═════ Data supplied
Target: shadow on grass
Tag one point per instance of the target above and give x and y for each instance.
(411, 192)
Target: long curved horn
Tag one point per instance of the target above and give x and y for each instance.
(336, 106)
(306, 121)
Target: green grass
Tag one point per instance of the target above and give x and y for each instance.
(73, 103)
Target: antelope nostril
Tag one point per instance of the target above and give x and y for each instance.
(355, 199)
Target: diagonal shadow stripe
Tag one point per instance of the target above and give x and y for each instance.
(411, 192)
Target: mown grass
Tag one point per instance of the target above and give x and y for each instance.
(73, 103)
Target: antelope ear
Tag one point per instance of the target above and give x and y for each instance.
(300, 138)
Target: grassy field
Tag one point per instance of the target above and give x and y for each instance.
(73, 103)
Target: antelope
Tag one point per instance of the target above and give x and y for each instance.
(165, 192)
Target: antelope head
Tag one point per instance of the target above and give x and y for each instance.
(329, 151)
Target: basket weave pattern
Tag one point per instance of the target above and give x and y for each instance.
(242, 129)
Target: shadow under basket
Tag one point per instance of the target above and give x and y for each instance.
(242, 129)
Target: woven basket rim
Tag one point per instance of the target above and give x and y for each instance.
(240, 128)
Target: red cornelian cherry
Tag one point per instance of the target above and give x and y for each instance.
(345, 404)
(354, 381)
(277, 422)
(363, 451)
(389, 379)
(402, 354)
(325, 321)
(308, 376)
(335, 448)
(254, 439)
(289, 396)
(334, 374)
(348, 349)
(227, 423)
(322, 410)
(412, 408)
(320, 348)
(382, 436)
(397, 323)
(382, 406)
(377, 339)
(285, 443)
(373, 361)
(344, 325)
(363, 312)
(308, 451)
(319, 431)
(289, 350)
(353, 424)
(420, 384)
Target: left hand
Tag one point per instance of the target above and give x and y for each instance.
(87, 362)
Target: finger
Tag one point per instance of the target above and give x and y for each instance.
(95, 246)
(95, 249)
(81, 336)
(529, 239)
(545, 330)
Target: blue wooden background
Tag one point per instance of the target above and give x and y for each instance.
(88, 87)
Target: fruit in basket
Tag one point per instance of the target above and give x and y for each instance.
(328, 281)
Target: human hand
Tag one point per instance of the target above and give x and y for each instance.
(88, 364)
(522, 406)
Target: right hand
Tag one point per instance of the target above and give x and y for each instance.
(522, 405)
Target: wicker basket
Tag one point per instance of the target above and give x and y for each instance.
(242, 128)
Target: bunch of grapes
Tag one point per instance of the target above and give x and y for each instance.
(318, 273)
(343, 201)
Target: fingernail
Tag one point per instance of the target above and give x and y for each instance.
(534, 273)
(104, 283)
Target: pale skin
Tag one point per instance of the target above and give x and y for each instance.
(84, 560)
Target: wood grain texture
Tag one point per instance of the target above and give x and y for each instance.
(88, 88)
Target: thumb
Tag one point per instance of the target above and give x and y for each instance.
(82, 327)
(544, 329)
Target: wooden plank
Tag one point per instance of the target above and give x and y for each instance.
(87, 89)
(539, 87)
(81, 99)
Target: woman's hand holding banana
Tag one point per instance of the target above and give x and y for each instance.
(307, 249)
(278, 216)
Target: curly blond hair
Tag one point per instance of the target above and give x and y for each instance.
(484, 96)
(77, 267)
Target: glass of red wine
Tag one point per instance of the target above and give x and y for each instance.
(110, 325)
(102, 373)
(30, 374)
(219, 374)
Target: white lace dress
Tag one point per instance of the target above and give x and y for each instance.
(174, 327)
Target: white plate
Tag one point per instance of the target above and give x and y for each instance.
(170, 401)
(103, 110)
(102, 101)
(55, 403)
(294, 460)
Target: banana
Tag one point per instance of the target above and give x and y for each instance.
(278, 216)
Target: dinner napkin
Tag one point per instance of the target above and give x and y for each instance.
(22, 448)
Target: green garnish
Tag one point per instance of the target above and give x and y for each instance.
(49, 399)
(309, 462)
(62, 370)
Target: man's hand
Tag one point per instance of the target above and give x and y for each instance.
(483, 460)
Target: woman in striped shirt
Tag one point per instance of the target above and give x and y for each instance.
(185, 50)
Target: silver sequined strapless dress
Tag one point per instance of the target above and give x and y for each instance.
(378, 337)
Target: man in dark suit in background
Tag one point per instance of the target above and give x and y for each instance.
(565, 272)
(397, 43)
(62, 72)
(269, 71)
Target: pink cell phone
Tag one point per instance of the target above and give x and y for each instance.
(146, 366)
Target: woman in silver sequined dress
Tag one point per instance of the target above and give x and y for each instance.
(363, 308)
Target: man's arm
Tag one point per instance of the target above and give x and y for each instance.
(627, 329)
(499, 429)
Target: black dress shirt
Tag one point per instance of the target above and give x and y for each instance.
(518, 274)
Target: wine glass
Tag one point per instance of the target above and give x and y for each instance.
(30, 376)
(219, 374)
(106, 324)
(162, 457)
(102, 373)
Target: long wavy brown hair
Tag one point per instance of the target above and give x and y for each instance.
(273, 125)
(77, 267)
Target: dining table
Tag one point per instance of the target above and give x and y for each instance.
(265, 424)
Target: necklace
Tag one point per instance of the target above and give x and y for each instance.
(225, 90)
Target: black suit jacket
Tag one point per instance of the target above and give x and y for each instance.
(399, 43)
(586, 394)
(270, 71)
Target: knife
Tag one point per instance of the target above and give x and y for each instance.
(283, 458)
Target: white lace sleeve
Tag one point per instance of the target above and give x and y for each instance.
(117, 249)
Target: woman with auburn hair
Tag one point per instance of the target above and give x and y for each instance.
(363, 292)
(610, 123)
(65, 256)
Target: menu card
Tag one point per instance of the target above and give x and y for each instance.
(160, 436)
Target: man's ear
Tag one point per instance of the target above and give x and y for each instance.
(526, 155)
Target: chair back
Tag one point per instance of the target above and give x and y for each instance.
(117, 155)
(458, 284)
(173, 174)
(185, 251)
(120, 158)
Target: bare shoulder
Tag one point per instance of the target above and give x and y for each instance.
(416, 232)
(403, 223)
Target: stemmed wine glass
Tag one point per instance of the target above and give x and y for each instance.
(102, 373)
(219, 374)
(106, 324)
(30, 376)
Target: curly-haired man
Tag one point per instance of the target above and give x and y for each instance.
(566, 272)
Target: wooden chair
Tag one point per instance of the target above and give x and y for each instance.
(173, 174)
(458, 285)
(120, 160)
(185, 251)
══════════
* [Task to carry out] Sift the data above for lines with "wooden", then copy each one.

* [Exercise answer]
Target: blue wooden background
Target: wooden plank
Target: wooden chair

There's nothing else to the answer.